(Application no. 25715/02)
28 March 2006
will become final in the circumstances set out in Article 44 § 2 of the
Convention. It may be subject to editorial revision.
In the case of Jaworski v. Poland,
The European Court of Human Rights (Fourth Section), sitting as a Chamber composed of:
Sir Nicolas Bratza, President,
Mr J. Casadevall,
Mr G. Bonello,
Mr R. Maruste,
Mr S. Pavlovschi,
Mr L. Garlicki,
Mr J. Borrego Borrego, judges,
and Ms F. Elens-Passos, Deputy Section Registrar,
Having deliberated in private on 7 March 2006,
Delivers the following judgment, which was adopted on that date:
1. The case originated in an application (no. 25715/02) against the Republic of Poland lodged with the Court under Article 34 of the Convention for the Protection of Human Rights and Fundamental Freedoms (“the Convention”) by a Polish national, Mr Piotr Jaworski (“the applicant”), on 26 June 2002.
2. The Polish Government (“the Government”) were represented by their Agent, Mr J. Wołąsiewicz, of the Ministry of Foreign Affairs.
3. On 4 May 2004 the Court decided to communicate the application to the Government. Under the provisions of Article 29 § 3 of the Convention, it decided to examine the merits of the application at the same time as its admissibility.
I. THE CIRCUMSTANCES OF THE CASE
4. The applicant was born in 1977 and lives in Zielona Góra, Poland.
5. On 19 December 1999 the applicant was arrested by the police on suspicion of kidnapping a certain J.M. On 21 December 1999 the Zielona Góra District Court (Sąd Rejonowy) ordered that the applicant be remanded in custody until 19 March 2000 in view of the reasonable suspicion that he had committed the offence in question and the fear that, given the severity of the anticipated penalty, he might go into hiding or otherwise obstruct the proceedings against him.

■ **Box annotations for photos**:
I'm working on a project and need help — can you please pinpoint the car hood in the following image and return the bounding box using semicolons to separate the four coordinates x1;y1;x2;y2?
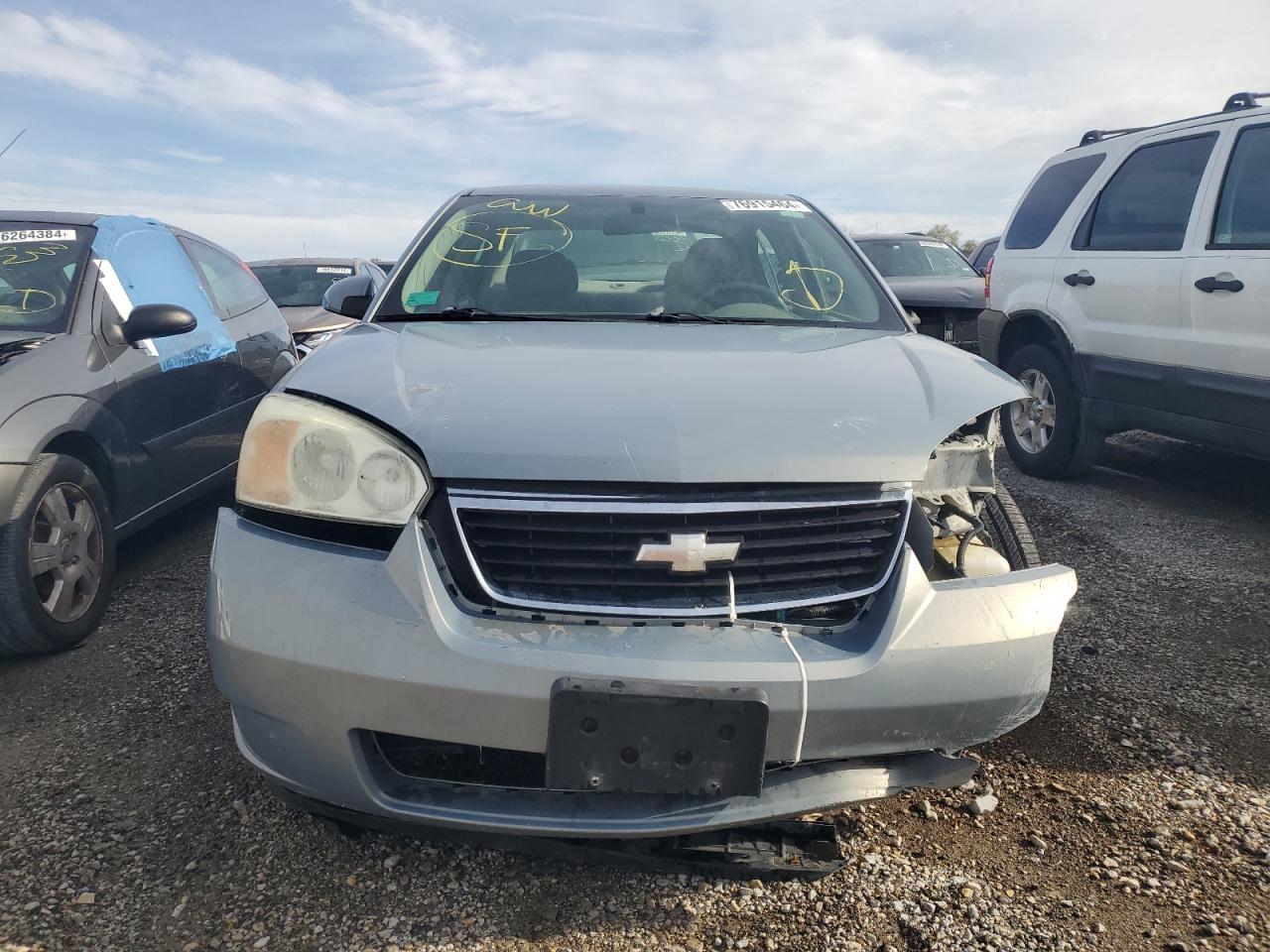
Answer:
278;304;353;334
283;321;1024;482
886;277;984;311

■ **Tasks for this exercise**:
(A) Edit the part of the Jaworski v. Poland judgment that opens with the words containing "I. THE CIRCUMSTANCES" and closes with "proceedings against him.", replacing "kidnapping" with "abducting".
(B) Does the Jaworski v. Poland judgment agree with each of these statements? (i) The applicant was born in 1977. (ii) The police arrested the applicant on 21 December 1999. (iii) Mr Piotr Jaworski lodged the application on 26 June 2002. Answer yes or no for each, quoting the words that decide it.

■ **Answers to the exercises**:
(A)
I. THE CIRCUMSTANCES OF THE CASE
4. The applicant was born in 1977 and lives in Zielona Góra, Poland.
5. On 19 December 1999 the applicant was arrested by the police on suspicion of abducting a certain J.M. On 21 December 1999 the Zielona Góra District Court (Sąd Rejonowy) ordered that the applicant be remanded in custody until 19 March 2000 in view of the reasonable suspicion that he had committed the offence in question and the fear that, given the severity of the anticipated penalty, he might go into hiding or otherwise obstruct the proceedings against him.

(B)
(i) Yes: "The applicant was born in 1977"
(ii) No: "On 19 December 1999 the applicant was arrested by the police"
(iii) Yes: "by a Polish national, Mr Piotr Jaworski (“the applicant”), on 26 June 2002"